_PROBLEM TO WORK ON:_ Copy out the data below, from the line with "Could you point out the player's outstretched" to the line with "column 268, row 81", both included, without altering anything.

═══ EXCERPTED DATA

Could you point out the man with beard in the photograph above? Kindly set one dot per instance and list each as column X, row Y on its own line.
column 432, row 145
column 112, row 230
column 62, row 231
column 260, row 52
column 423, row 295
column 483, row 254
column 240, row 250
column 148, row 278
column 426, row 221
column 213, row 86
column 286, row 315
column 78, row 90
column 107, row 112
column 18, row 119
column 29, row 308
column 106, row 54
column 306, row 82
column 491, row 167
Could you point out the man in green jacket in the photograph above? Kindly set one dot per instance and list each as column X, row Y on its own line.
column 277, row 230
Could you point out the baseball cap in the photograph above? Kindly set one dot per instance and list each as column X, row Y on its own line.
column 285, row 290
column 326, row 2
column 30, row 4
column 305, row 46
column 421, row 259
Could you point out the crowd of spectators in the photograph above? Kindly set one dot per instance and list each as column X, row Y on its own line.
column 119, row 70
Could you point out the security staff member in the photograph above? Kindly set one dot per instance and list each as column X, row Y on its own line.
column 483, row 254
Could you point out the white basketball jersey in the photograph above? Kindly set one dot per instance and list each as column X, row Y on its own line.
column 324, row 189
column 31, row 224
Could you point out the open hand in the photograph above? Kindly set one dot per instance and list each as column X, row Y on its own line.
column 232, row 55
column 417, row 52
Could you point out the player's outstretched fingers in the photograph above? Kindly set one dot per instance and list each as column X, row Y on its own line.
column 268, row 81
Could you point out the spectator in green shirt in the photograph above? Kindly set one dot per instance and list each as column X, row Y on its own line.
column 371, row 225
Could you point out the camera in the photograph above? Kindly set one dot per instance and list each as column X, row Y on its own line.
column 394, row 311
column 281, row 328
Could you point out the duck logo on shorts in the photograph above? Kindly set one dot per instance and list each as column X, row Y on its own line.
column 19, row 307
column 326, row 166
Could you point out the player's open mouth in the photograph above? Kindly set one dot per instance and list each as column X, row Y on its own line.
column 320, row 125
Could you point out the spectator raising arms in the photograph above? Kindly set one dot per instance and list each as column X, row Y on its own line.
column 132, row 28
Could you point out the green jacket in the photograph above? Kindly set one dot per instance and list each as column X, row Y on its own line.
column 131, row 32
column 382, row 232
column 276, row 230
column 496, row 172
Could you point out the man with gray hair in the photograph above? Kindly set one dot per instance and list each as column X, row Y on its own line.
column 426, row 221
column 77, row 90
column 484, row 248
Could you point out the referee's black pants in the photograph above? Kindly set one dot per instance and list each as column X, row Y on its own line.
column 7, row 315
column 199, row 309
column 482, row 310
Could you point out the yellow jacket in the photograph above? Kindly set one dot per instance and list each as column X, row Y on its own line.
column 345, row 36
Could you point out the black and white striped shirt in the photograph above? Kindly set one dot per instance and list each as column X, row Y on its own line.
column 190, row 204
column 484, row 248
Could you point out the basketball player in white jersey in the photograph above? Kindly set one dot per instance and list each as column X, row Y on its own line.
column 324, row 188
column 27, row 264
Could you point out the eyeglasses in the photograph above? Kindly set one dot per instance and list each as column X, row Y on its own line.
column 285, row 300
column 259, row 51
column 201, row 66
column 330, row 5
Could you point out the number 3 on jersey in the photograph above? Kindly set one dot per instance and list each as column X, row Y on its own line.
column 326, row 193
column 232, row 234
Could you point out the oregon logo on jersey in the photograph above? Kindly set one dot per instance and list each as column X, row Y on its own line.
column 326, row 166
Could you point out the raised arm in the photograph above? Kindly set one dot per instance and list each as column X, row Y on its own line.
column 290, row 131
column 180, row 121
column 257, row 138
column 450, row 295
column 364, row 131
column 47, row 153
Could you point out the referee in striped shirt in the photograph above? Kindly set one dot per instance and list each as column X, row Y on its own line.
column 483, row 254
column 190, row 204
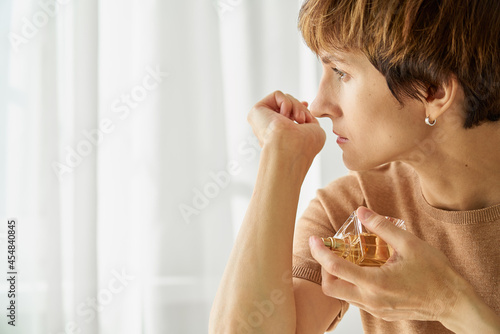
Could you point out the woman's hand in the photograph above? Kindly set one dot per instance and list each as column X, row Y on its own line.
column 416, row 283
column 282, row 122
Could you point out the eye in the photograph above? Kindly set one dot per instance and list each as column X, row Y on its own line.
column 340, row 74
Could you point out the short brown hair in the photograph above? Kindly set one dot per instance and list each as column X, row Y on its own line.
column 417, row 44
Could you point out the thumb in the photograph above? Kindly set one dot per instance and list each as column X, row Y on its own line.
column 383, row 227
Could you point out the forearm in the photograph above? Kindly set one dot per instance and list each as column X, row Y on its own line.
column 472, row 315
column 256, row 289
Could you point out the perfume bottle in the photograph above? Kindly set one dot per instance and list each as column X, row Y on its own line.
column 354, row 243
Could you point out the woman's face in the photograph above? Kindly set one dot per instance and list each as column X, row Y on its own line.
column 374, row 126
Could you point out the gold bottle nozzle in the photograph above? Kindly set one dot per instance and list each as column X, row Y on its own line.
column 333, row 243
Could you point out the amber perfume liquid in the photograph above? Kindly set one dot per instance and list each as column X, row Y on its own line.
column 357, row 245
column 367, row 249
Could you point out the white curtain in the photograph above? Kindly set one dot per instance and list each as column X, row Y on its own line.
column 128, row 162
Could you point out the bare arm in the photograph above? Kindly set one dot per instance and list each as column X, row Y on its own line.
column 257, row 293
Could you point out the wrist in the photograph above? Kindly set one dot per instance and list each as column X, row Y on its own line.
column 291, row 164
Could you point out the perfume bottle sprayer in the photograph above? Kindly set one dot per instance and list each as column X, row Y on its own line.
column 354, row 243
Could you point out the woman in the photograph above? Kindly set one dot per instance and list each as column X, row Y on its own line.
column 412, row 89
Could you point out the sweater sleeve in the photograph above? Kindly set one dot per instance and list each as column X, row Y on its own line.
column 324, row 215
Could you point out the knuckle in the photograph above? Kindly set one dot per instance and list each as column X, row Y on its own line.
column 332, row 267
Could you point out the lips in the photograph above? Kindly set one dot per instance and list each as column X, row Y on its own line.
column 339, row 135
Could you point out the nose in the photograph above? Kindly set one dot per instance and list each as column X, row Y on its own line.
column 325, row 103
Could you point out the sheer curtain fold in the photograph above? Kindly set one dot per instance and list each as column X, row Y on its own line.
column 129, row 161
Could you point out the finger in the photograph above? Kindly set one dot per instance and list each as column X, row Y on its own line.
column 333, row 264
column 278, row 102
column 298, row 109
column 383, row 227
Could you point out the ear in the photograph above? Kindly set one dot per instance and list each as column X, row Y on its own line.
column 441, row 98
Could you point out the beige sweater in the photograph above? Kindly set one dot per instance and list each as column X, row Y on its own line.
column 468, row 238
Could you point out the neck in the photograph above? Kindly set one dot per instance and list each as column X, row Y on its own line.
column 462, row 171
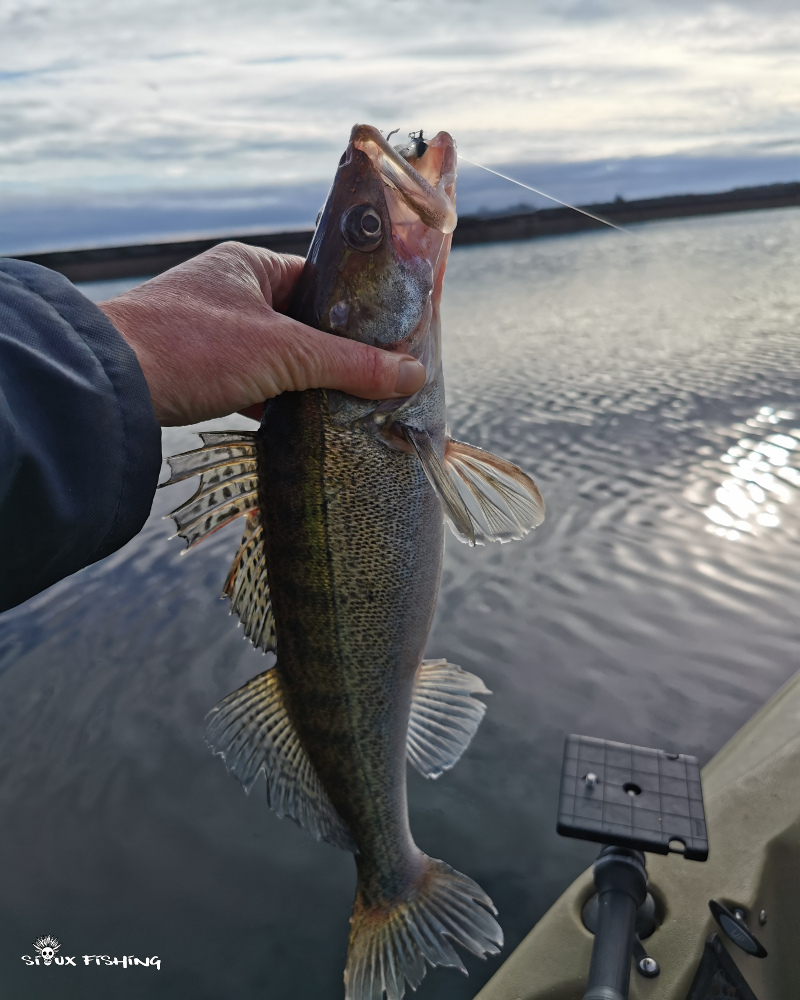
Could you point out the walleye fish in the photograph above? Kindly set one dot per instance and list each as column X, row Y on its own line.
column 338, row 569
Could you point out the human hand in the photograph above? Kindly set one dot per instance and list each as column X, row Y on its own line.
column 211, row 339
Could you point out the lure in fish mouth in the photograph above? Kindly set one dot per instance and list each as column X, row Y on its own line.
column 338, row 570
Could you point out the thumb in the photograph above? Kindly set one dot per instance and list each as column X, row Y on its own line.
column 313, row 359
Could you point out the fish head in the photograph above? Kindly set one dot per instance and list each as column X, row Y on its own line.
column 375, row 267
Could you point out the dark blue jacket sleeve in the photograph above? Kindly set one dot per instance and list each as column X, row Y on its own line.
column 80, row 449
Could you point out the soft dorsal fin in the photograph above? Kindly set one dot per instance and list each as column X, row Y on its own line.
column 228, row 483
column 252, row 731
column 485, row 498
column 444, row 716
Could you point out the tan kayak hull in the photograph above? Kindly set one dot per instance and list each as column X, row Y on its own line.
column 752, row 795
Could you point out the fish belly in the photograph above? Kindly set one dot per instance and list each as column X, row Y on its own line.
column 354, row 538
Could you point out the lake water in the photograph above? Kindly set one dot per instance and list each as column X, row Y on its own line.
column 651, row 385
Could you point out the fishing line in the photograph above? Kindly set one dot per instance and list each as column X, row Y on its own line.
column 550, row 197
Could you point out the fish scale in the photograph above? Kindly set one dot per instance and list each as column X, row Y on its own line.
column 339, row 567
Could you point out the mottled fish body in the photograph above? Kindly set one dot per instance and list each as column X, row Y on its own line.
column 339, row 567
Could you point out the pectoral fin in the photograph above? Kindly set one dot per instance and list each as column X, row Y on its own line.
column 252, row 731
column 444, row 716
column 485, row 498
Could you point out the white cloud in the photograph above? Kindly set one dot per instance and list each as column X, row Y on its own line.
column 151, row 93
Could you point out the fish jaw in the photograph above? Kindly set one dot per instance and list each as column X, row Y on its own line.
column 375, row 293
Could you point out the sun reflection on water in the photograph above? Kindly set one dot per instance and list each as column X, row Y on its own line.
column 764, row 473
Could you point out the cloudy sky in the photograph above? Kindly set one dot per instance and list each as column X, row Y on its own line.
column 147, row 102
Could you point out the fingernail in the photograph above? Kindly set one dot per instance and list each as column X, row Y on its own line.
column 410, row 377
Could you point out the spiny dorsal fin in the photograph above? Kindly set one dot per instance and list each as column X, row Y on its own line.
column 390, row 943
column 252, row 731
column 444, row 716
column 220, row 449
column 228, row 483
column 485, row 498
column 247, row 586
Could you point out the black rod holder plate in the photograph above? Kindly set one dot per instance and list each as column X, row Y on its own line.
column 628, row 796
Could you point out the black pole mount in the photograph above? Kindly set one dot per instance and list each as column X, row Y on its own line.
column 631, row 800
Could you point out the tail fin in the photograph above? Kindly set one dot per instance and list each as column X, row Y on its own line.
column 389, row 945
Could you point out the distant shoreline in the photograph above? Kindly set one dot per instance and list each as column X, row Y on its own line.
column 144, row 260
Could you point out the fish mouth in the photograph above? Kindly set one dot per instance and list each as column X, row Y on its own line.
column 422, row 193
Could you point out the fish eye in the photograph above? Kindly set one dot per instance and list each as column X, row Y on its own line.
column 362, row 228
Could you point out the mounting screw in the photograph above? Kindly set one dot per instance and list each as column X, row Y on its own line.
column 649, row 967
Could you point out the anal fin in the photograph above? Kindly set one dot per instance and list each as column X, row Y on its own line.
column 444, row 716
column 485, row 498
column 252, row 731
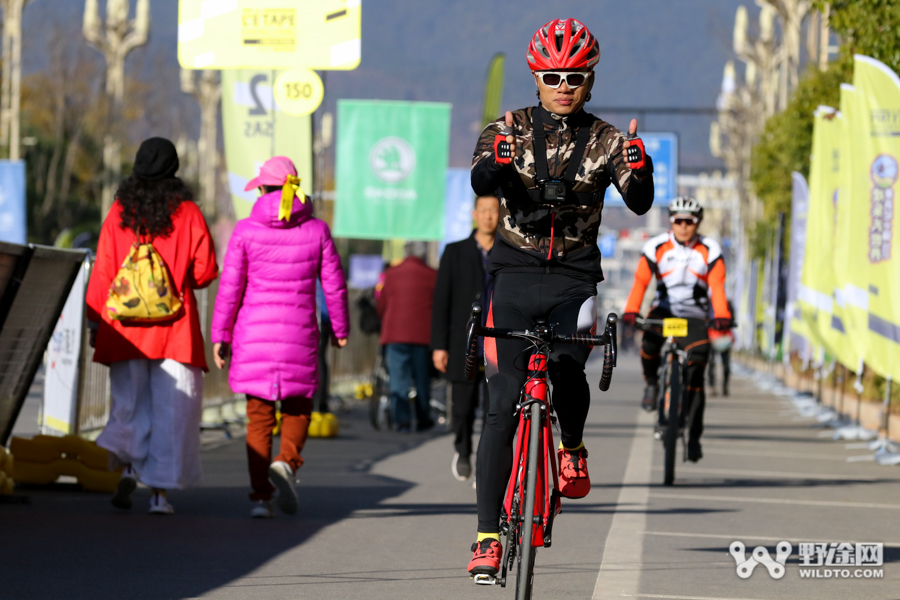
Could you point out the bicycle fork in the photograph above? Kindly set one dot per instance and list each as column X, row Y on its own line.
column 547, row 498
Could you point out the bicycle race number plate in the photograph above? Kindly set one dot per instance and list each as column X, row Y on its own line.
column 675, row 327
column 269, row 34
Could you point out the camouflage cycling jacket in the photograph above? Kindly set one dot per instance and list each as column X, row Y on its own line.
column 528, row 226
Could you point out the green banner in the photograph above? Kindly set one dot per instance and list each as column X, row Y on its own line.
column 390, row 172
column 255, row 130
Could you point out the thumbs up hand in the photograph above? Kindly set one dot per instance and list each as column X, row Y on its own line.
column 505, row 142
column 633, row 149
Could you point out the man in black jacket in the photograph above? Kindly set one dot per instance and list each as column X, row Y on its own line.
column 463, row 278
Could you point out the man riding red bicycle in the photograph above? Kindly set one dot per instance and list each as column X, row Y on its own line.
column 552, row 164
column 689, row 270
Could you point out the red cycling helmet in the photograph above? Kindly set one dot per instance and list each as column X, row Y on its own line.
column 563, row 44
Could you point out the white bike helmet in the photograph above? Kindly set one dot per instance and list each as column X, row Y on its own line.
column 685, row 205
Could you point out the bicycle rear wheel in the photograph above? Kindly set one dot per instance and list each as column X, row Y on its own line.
column 525, row 574
column 671, row 439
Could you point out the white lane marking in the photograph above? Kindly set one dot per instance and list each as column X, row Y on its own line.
column 620, row 569
column 781, row 474
column 750, row 453
column 779, row 501
column 749, row 537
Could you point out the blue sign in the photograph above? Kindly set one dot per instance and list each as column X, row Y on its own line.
column 663, row 149
column 365, row 270
column 13, row 223
column 459, row 200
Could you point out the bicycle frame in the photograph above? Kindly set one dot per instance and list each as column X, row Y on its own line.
column 534, row 407
column 671, row 397
column 532, row 499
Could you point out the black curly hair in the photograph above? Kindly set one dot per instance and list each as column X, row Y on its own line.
column 148, row 205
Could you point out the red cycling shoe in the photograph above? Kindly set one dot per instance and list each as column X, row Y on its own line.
column 486, row 557
column 574, row 481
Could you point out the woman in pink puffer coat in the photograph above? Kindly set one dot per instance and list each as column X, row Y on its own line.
column 265, row 315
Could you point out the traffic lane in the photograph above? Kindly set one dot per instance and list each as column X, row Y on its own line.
column 417, row 544
column 780, row 481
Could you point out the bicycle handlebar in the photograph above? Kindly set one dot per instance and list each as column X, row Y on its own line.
column 546, row 335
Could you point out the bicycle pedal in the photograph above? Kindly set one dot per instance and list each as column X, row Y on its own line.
column 484, row 579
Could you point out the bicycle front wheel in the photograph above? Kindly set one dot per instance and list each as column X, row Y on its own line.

══════

_EXERCISE SOLUTION:_
Could you point out the player's outstretched fingers in the photograph above? Kindly set one dot per instance and list each as column X, row Y on its own line.
column 268, row 81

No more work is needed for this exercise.